▶ **Instructions to follow**: Output every record exactly and leave each picture out.

Source records
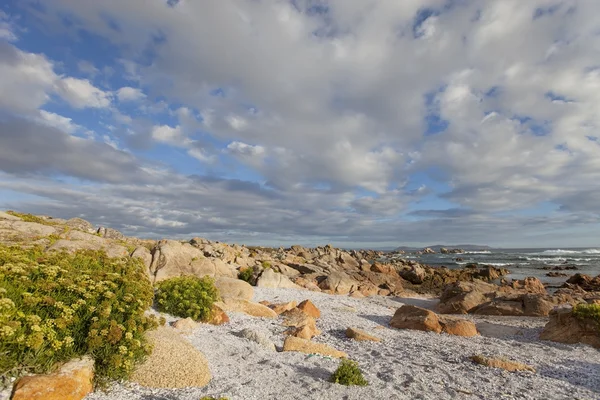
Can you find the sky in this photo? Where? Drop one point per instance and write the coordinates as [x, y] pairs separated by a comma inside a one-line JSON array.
[[360, 123]]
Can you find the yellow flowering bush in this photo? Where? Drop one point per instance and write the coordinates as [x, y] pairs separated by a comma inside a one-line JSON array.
[[56, 305], [187, 296]]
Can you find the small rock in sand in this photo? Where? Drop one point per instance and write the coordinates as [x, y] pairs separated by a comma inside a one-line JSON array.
[[306, 346], [256, 337], [308, 308], [185, 325], [360, 335], [503, 363]]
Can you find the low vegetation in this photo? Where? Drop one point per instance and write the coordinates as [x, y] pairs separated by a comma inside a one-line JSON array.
[[187, 296], [247, 274], [31, 218], [55, 306], [348, 373]]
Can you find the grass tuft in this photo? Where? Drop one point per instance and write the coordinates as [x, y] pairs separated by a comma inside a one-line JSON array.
[[348, 373]]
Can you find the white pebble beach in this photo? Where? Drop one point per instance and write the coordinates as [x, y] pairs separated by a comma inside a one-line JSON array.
[[404, 365]]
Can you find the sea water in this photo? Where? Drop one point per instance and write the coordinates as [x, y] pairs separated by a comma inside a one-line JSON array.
[[521, 262]]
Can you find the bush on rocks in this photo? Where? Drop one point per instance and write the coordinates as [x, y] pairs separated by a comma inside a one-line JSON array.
[[247, 275], [348, 373], [56, 306], [187, 296]]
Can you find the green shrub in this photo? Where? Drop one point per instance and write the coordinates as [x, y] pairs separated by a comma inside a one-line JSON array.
[[55, 306], [348, 373], [187, 296], [587, 311], [31, 218], [247, 275]]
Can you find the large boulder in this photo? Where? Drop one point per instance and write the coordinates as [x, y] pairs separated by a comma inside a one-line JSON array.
[[530, 304], [271, 279], [564, 327], [174, 363], [413, 317], [72, 382], [458, 327], [145, 255], [527, 285], [246, 307], [173, 258], [585, 282], [338, 282], [415, 274], [461, 297], [234, 288]]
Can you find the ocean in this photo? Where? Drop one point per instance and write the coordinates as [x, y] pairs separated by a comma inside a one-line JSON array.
[[521, 262]]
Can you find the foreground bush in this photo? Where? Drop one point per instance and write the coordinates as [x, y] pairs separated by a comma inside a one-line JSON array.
[[247, 275], [348, 373], [187, 296], [56, 306]]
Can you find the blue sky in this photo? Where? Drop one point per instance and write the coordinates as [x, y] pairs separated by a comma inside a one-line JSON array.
[[310, 122]]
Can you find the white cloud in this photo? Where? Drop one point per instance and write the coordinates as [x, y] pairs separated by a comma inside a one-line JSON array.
[[87, 68], [57, 121], [80, 93], [169, 135], [25, 79], [341, 100], [130, 94]]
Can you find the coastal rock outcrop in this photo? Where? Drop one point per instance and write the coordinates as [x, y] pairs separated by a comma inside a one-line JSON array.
[[73, 381], [564, 327], [417, 318]]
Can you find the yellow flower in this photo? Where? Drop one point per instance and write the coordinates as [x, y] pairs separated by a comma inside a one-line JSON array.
[[6, 331]]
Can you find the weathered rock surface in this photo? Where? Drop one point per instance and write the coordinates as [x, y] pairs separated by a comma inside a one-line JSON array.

▶ **Task response**:
Can you find the sky in this photo? Where? Drop one point per instance and write the coordinates as [x, y] pairs separated by a comma inside a one-line JSON array.
[[360, 123]]
Can you find the yellow flowering bush in this photo? Where? Drop one point per instance and write the coordinates as [x, y] pairs separated by a comma inside a one-line JSON array.
[[56, 305], [187, 296]]
Can you find the small rock in sand in this photo? Where? Drop one point per instance and write the coordinates as [x, y] pairs separated by a comma inside a one-line JSON array.
[[306, 346], [256, 337], [308, 308], [185, 325], [360, 335], [503, 363]]
Can you find the low vegetation in this photo? Where? Drop one point per instance and write the coordinates as [x, y] pairs separated by a comma inside a one-line JSON array.
[[187, 296], [247, 274], [31, 218], [55, 306], [348, 373]]
Can you find the grass tuft in this photo? Where? Drop one point per instance and write the coordinates as [x, y] pairs separated by a comma inside a one-line JSON array.
[[348, 373]]
Can you find the white pebble beach in this photo? Where? Drop one point per instance and write the coordinates as [x, y] pairs separated by a comma inside a one-line JSON array.
[[404, 365]]
Can you find the sea water in this photo? Where? Drop one point per instance and write the coordinates as [x, y] pairs separated by a comma inside a one-line JSON array.
[[521, 262]]
Can you find the bush on rocks in this photo? Where? Drop one point per instance and write the coordinates as [x, y] pairs separated by a comma inside a one-line JSON array.
[[247, 275], [348, 373], [56, 306], [187, 296]]
Can you find the green shrub in this photo? Where? Drop one point per instance and write the coordinates as [x, y] pairs separated by a comma inside a one-line JSON array.
[[55, 306], [348, 373], [187, 296], [587, 311], [31, 218], [247, 275]]
Can you find the large boulder in this photo? Where? Drop one point per instance and write the coordinates as [x, y] pairs separated by a comma inside a one-line JSON array.
[[530, 304], [271, 279], [564, 327], [174, 363], [413, 317], [72, 382], [458, 327], [145, 255], [527, 285], [246, 307], [173, 258], [585, 282], [338, 282], [415, 274], [461, 297], [234, 288]]
Can you find the ocean in this photo? Where? Drop one point per instance and write the coordinates as [x, y] pairs separated by a comma inside a one-line JSON array.
[[521, 262]]
Can you find the foreground bush in this photo? Where? Drop one point per instance and write the coordinates as [x, y] pairs separated by a comma inside a one-line JSON array.
[[247, 275], [348, 373], [187, 296], [56, 306]]
Can you find the blue sky in this photo? Where? Drop one point per instance and write the coordinates as [x, y] pairs separated by a comma inside a one-line JSON array.
[[310, 122]]
Can you find the white cloud in this photo? Where? Drop one point per instance and write the coordinates as [x, y] pairs separated by a comma inside a one-line JSON array.
[[87, 68], [57, 121], [80, 93], [169, 135], [25, 79], [341, 100], [130, 94]]
Can you find the coastal rock outcrop in this photo? Where? Drop one point per instance and write the coordinates as [x, y] pairs separated by a comma inside a one-line JSON array.
[[73, 381], [564, 327], [417, 318]]
Can you find the yellow flower in this photo? Where? Drop one point per instance and write the coordinates as [x, y] pairs separated by a comma inside a one-line JSON array.
[[6, 331]]
Can you find the weathered rock surface in this photo? Where? Drop one point per instance and write the coordinates as [x, y] pairs separated by a comma inside a one-line JSON array.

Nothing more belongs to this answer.